----- Raw data

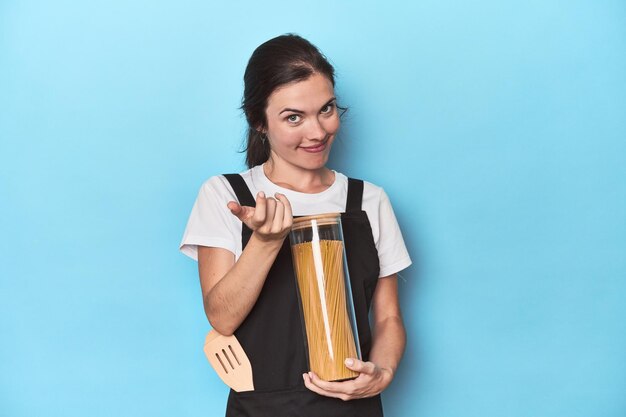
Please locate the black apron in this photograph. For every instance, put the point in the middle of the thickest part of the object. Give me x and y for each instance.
(272, 334)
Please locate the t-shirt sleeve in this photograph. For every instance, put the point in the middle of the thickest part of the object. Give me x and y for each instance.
(392, 253)
(211, 223)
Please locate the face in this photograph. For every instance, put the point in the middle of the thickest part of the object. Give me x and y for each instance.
(302, 121)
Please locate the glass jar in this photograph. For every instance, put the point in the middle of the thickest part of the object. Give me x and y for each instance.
(325, 295)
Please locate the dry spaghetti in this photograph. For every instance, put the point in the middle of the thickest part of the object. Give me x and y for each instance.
(319, 272)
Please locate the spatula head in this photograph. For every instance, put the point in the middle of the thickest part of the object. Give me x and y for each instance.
(227, 357)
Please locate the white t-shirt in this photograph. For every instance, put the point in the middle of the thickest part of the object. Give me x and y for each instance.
(212, 224)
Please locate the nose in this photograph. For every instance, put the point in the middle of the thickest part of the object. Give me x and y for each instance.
(315, 130)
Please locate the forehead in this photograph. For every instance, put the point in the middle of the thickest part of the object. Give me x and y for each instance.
(306, 95)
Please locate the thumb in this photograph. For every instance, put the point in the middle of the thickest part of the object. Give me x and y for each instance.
(243, 213)
(235, 208)
(359, 366)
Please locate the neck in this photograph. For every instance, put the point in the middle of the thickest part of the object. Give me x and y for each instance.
(298, 179)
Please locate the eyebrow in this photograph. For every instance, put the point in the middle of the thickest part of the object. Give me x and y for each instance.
(301, 112)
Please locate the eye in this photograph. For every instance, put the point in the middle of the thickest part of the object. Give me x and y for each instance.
(328, 108)
(293, 118)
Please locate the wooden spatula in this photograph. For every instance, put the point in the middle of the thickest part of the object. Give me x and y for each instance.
(227, 357)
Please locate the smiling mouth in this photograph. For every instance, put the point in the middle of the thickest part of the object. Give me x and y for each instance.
(316, 148)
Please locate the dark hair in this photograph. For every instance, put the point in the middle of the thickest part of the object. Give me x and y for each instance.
(282, 60)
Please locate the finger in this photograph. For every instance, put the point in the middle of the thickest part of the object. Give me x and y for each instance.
(259, 212)
(235, 208)
(308, 382)
(337, 388)
(243, 213)
(277, 222)
(269, 212)
(287, 214)
(360, 366)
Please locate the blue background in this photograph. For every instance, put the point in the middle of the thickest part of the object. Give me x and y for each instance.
(497, 128)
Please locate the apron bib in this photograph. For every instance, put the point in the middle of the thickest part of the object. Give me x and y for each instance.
(272, 335)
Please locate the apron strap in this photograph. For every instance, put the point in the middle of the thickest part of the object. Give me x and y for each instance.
(241, 190)
(355, 195)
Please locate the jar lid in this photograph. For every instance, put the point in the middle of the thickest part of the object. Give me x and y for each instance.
(320, 219)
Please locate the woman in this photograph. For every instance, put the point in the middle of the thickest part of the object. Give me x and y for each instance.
(238, 227)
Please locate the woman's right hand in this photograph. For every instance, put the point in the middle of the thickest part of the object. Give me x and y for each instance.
(270, 220)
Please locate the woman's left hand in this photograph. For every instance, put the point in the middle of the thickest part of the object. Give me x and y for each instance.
(371, 381)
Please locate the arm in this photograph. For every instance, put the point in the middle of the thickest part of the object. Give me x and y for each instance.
(389, 340)
(230, 289)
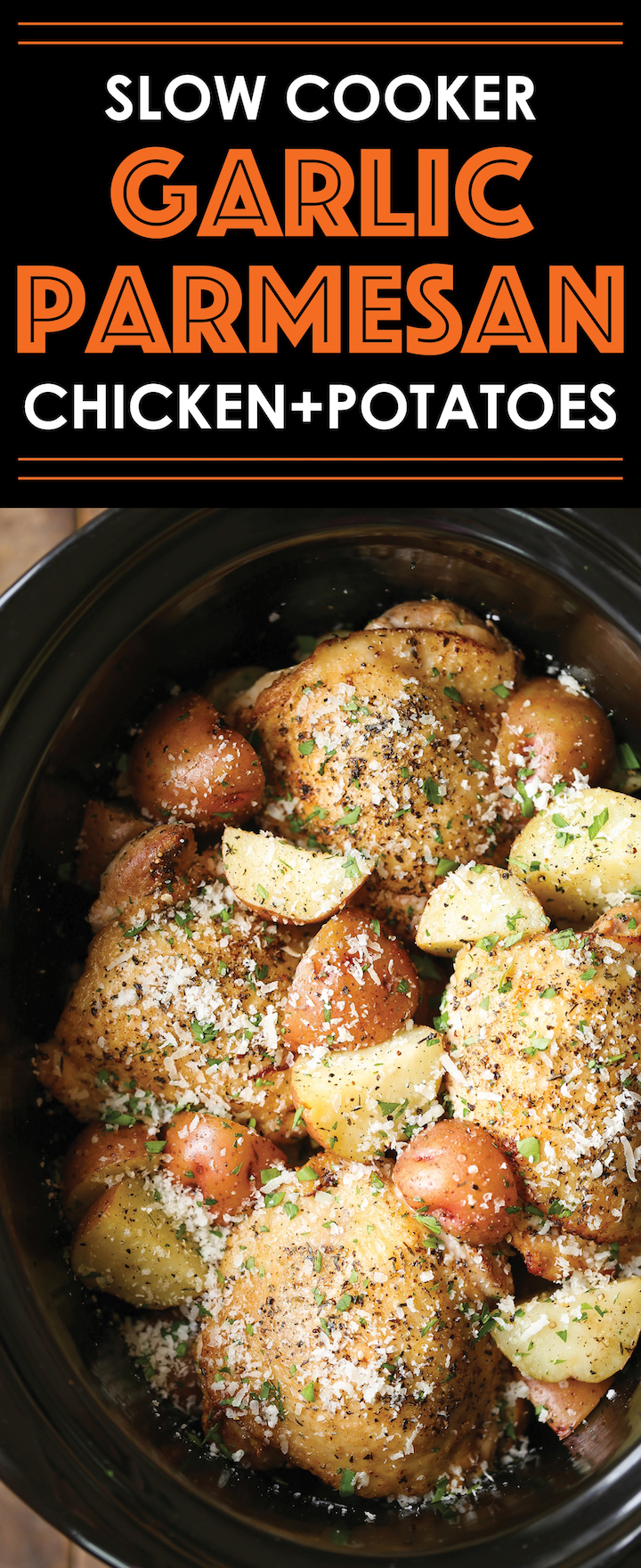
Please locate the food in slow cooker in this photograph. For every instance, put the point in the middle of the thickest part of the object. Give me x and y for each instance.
(317, 1182)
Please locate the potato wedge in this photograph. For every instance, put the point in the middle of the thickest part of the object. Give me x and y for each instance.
(356, 1103)
(475, 902)
(99, 1156)
(290, 885)
(572, 1333)
(581, 855)
(127, 1247)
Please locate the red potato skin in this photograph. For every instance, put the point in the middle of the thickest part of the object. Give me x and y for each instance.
(107, 827)
(189, 764)
(621, 926)
(457, 1173)
(152, 870)
(558, 730)
(220, 1157)
(329, 979)
(99, 1148)
(568, 1402)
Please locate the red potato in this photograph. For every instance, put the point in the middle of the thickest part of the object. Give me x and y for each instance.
(187, 764)
(568, 1402)
(98, 1156)
(457, 1173)
(621, 926)
(556, 731)
(107, 827)
(354, 986)
(150, 872)
(220, 1157)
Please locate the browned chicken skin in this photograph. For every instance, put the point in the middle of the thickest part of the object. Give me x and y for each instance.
(340, 1343)
(385, 739)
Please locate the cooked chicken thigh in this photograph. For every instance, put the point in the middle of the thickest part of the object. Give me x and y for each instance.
(340, 1343)
(179, 1006)
(544, 1045)
(383, 739)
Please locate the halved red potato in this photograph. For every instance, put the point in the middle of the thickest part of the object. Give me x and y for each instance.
(354, 986)
(107, 827)
(127, 1247)
(98, 1156)
(150, 872)
(554, 731)
(189, 764)
(458, 1175)
(290, 885)
(566, 1404)
(220, 1157)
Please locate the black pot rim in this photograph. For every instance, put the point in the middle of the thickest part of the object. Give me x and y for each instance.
(91, 1481)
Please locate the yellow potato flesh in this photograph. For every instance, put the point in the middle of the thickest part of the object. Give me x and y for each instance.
(574, 875)
(286, 882)
(94, 1182)
(477, 902)
(346, 1095)
(127, 1247)
(585, 1335)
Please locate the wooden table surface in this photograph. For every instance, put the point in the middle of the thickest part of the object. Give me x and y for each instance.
(26, 1540)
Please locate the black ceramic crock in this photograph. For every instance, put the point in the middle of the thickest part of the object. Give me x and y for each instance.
(90, 639)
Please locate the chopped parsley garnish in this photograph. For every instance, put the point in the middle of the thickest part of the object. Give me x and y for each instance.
(352, 868)
(488, 943)
(350, 817)
(202, 1032)
(530, 1149)
(431, 792)
(562, 940)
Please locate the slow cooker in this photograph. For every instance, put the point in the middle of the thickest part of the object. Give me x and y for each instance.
(90, 640)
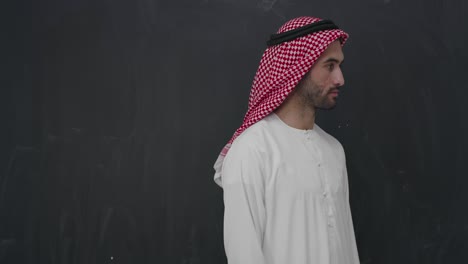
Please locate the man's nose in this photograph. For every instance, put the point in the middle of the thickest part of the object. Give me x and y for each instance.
(338, 79)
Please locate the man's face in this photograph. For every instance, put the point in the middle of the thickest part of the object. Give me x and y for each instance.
(319, 87)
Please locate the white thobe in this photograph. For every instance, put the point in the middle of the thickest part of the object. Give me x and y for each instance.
(286, 197)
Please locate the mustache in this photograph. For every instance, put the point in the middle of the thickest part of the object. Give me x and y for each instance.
(332, 90)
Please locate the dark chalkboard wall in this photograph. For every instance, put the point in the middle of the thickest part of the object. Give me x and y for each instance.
(115, 111)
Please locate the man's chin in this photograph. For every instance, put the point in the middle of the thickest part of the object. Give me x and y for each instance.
(327, 106)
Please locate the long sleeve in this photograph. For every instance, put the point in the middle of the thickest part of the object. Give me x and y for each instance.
(244, 216)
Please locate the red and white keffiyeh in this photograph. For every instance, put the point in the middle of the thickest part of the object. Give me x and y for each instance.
(281, 68)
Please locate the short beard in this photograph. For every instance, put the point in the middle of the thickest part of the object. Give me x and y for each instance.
(310, 95)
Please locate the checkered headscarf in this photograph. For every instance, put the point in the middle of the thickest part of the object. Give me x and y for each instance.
(281, 68)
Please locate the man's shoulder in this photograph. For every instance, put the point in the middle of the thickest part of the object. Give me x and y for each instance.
(254, 136)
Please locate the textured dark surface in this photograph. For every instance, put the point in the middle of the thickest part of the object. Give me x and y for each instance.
(113, 113)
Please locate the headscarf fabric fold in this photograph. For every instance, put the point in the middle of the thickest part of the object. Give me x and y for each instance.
(281, 68)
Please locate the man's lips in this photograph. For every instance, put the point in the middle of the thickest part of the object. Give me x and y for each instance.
(334, 92)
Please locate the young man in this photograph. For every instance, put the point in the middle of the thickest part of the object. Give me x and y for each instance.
(284, 178)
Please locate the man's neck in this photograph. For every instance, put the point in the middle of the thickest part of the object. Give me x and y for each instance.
(296, 115)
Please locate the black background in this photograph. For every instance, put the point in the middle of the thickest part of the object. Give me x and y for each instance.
(113, 113)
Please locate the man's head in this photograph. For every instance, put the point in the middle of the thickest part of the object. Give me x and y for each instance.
(319, 88)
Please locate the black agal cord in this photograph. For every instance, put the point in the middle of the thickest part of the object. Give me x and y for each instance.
(321, 25)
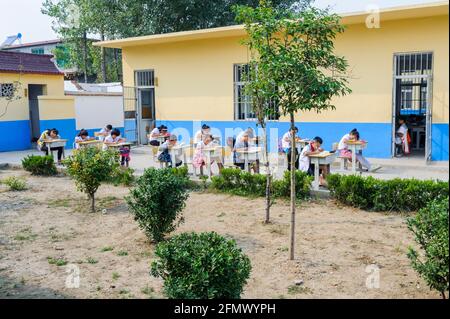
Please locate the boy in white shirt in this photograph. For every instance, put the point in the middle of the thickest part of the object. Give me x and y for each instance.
(287, 148)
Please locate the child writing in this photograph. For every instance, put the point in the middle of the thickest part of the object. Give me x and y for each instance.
(83, 136)
(314, 148)
(115, 138)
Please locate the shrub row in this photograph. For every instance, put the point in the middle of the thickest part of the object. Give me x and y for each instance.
(241, 183)
(430, 227)
(398, 195)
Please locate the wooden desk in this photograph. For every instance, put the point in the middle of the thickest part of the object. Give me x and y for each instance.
(354, 147)
(93, 143)
(324, 158)
(250, 155)
(55, 143)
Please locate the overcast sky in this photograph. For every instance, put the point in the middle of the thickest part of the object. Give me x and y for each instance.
(25, 16)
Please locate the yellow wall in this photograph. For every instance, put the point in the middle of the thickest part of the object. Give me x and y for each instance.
(19, 109)
(56, 107)
(195, 78)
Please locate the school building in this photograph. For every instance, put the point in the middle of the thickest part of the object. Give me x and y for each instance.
(398, 68)
(33, 99)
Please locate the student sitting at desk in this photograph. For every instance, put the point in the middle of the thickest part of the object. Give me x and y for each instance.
(243, 143)
(51, 134)
(206, 130)
(200, 158)
(83, 136)
(105, 132)
(402, 139)
(314, 148)
(287, 148)
(344, 151)
(157, 133)
(165, 148)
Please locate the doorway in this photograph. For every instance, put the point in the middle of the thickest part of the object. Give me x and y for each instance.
(146, 114)
(413, 97)
(34, 91)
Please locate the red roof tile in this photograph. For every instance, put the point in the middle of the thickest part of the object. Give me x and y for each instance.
(16, 62)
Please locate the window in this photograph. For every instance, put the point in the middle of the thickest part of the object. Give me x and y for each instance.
(242, 103)
(6, 90)
(145, 78)
(412, 70)
(37, 51)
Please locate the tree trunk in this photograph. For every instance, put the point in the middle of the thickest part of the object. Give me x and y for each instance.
(293, 191)
(268, 176)
(85, 55)
(104, 79)
(92, 197)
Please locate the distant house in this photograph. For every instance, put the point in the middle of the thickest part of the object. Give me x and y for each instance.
(33, 98)
(45, 47)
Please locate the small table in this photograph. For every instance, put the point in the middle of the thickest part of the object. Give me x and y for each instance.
(354, 147)
(210, 152)
(55, 143)
(250, 155)
(300, 144)
(93, 143)
(324, 158)
(178, 150)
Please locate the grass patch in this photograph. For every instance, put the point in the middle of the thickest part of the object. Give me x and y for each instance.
(57, 261)
(25, 235)
(297, 290)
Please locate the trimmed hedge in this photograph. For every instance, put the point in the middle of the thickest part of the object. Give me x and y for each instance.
(430, 227)
(398, 195)
(241, 183)
(201, 266)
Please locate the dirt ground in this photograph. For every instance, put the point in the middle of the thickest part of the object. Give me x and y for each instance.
(46, 231)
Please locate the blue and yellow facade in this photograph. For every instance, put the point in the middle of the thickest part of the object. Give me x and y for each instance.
(194, 74)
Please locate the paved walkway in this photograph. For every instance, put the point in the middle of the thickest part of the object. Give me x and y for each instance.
(142, 158)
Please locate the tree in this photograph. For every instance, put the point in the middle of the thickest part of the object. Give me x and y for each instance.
(295, 54)
(75, 20)
(90, 167)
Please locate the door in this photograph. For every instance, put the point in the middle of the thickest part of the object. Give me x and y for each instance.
(429, 120)
(33, 92)
(146, 113)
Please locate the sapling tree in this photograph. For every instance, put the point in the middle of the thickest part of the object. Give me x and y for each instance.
(90, 167)
(295, 53)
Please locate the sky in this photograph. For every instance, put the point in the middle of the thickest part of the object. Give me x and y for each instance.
(25, 16)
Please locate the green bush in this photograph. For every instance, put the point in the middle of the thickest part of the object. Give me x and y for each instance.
(201, 266)
(90, 167)
(430, 227)
(40, 165)
(398, 195)
(15, 184)
(241, 183)
(157, 202)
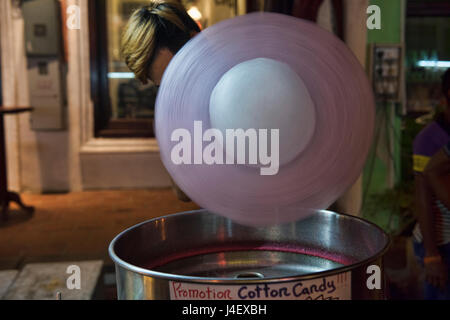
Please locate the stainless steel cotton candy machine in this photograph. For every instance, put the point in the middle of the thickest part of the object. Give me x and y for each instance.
(199, 255)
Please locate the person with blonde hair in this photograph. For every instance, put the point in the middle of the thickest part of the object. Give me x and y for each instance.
(152, 36)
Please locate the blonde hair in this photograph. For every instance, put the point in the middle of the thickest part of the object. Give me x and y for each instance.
(162, 23)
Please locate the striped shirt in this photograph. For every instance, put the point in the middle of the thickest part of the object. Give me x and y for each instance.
(427, 143)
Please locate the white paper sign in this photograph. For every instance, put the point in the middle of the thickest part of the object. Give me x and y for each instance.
(336, 287)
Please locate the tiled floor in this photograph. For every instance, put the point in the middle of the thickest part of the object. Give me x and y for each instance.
(78, 226)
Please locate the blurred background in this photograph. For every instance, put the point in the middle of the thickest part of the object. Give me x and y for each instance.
(79, 146)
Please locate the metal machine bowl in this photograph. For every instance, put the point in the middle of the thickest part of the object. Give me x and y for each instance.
(199, 255)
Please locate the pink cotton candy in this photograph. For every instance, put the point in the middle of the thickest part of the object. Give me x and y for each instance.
(344, 118)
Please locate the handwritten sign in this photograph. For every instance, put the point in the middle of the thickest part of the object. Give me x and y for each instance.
(336, 287)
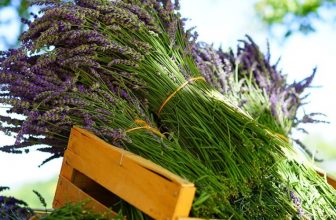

----------

■ Instructions to follow ■
Pick out every line of the records that contains the word "floor", and copy each one.

■ Reply ■
Please locate the tiled floor in this photograph. For every instance, put the point in the middle of the thickest part of the object. Give me x and y for each instance.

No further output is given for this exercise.